GIVEN TEXT ::
From the numerous attempts to gun him down with heavy artillery
Ten minutes into the movie he survives nerdy geek Matt’s (Justin Long) apartment getting riddled by bullets from two guys with heavy artillery by simply crawling around on the ground. These guys are apparently smart enough to arm a computer with a C4 bomb that explodes when the delete key is pressed (don’t ask), but not smart enough to just…aim lower… Later, in a cop cruiser headed to a secure location, the McClane and Matt are met by a helicopter with major firepower that shoots up their car, manages to kill the driver and hit everything else except McClane in the passenger seat and Matt in the back. These bad guys just can’t catch a break! And then there’s the whole jumping-the-car-into-the-helicopter-scene which is just too ridiculous to bother deconstructing.
When Maggie Q had a gun pointed in his face
And what happens when the bad guys manage to get their hands on McClane? They suddenly hate guns! Maggie Q even manages to turn his own gun around on him and instead of killing him on the spot, she simply drops the clip on the floor, karate chops him until he’s on the ground, and then turns her back on him and walks away. She winds up about five minutes later at the bottom of an elevator shaft (OOH LOOK, WE’RE REFERENCING THE FIRST MOVIE NOW) thanks to McClane being given ample time to recover, find a jeep, drive it up to the fourth floor of power utility building (don’t ask) and run her over.
When Thomas Gabriel had a gun pointed at his chest
And then there’s the finale where Timothy Olyphant‘s bland villain Thomas Gabriel’s (LOL) henchman continues to be terrible at shooting, clipping McClane in the shoulder, but it’s enough to bring to the ground and leave him unarmed. So what does Thomas do? The classic “I’m-gonna-start-rambling-on-until-McClane-gets-an-opportunity-to-kill-me” routine. For a guy that managed to get a fucking fighter jet to shoot missiles at the cop (again, don’t ask…and another instance where McClane should’ve been vaporized) his desire to kill him when he easily can, suddenly vanishes all in time for our hero to get the upper hand and save the day. Seriously, just look at the image on right — just kill him! You’ve got him…no wait, stop talking…..
Thoughts? Looking hard to “A Good Day To Die Hard?” It hits theaters, tomorrow, February 14th.

APPLY WHAT YOU READ ::
(a) In the passage about McClane, what action sets off the C4 bomb rigged to the computer?
(b) Continue the passage about McClane from its final sentence onward.

DATA EXCERPTS ::
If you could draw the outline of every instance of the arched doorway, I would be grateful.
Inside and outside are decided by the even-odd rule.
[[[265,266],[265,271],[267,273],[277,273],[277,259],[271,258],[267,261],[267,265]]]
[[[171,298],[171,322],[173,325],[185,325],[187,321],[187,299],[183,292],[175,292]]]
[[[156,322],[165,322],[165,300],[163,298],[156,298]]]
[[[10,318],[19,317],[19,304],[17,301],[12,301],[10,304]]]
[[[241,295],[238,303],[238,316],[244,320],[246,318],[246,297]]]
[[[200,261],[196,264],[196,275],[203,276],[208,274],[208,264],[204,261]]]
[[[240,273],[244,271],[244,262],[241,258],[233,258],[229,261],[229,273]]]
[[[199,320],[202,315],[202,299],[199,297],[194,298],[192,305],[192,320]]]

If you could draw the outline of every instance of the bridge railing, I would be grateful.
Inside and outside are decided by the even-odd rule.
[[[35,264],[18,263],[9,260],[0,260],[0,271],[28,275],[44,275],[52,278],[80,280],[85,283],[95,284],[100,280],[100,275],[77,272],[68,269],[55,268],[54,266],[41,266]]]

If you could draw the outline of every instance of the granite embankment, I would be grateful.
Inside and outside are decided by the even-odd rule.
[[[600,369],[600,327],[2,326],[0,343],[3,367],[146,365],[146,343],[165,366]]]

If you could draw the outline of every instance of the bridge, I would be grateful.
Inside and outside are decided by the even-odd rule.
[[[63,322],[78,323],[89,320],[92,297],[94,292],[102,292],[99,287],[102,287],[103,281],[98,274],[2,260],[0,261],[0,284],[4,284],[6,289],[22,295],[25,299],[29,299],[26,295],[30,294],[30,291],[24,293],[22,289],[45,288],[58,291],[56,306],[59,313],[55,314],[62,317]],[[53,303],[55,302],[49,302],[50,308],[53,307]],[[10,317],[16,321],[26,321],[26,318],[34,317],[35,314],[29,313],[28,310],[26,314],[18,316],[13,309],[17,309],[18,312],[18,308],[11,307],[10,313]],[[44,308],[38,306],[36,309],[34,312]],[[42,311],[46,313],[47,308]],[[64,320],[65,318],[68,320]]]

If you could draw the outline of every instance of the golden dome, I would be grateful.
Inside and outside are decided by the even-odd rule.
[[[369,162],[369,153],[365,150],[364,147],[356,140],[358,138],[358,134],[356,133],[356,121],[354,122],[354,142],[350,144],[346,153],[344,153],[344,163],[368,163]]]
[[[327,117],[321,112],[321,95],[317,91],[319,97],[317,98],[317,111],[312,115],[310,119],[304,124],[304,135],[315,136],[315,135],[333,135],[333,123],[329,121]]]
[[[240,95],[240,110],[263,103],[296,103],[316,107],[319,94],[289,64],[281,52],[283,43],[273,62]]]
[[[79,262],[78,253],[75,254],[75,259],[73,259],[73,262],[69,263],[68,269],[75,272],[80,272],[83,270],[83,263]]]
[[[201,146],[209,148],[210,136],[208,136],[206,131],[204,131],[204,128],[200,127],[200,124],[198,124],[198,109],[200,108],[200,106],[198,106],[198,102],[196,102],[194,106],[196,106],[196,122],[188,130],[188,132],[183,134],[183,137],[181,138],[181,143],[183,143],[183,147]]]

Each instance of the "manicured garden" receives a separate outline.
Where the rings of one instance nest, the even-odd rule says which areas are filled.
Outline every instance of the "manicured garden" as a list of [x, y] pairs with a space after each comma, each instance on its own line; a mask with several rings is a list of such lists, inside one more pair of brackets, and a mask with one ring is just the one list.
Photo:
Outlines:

EXPECTED RESPONSES ::
(a) Pressing the delete key.

(b)
McLain is actually David Dunn and that is why he does not die. This is why he stays away from water bodies.
I'm a bit late, anyway, agreed on most other things, but about Die Hard II, you might know a little bit more about aviation before writing this because 1) ejecting seat wasn't thrown in the air by grenades, ejecting seats really are rocket propelled (!) to get the pilot above the plane, so he wouldn't get slammed or burned by the crashing plane, or sucked in the plane's engines, and 2) 747 absolutely does not have landing gear under its wings, so there would be nothing to run him over
Football, motherf**ker. Repeat with me: foot-ball.
Willis should have died at the end of the first "Die Hard," thus saving us all from the agony of the next four (my god, it seems like forty!). The second one has to be one of the most painful all-time unintentional comedy hits in modern cinema. What I could never understand was, if Bonnie Bedelia (on the plane) could talk to Willis (on the ground), why couldn't she have called the police and told them what was going on? Or did I sleep through the most important 45 minutes?
The first one's a classic — no better villain than Alan Rickman, no better nutcase killer than the late, lamented Alexander Godunov, who had made many fans with his portrayal of would-be "Rachel" ("the strapping" — as one critic said — Kelly McGillis) suitor "Daniel Hochleitner." And then there was Viggo Mortensen, in his first non-TV movie, as Daniel's brother "Moses."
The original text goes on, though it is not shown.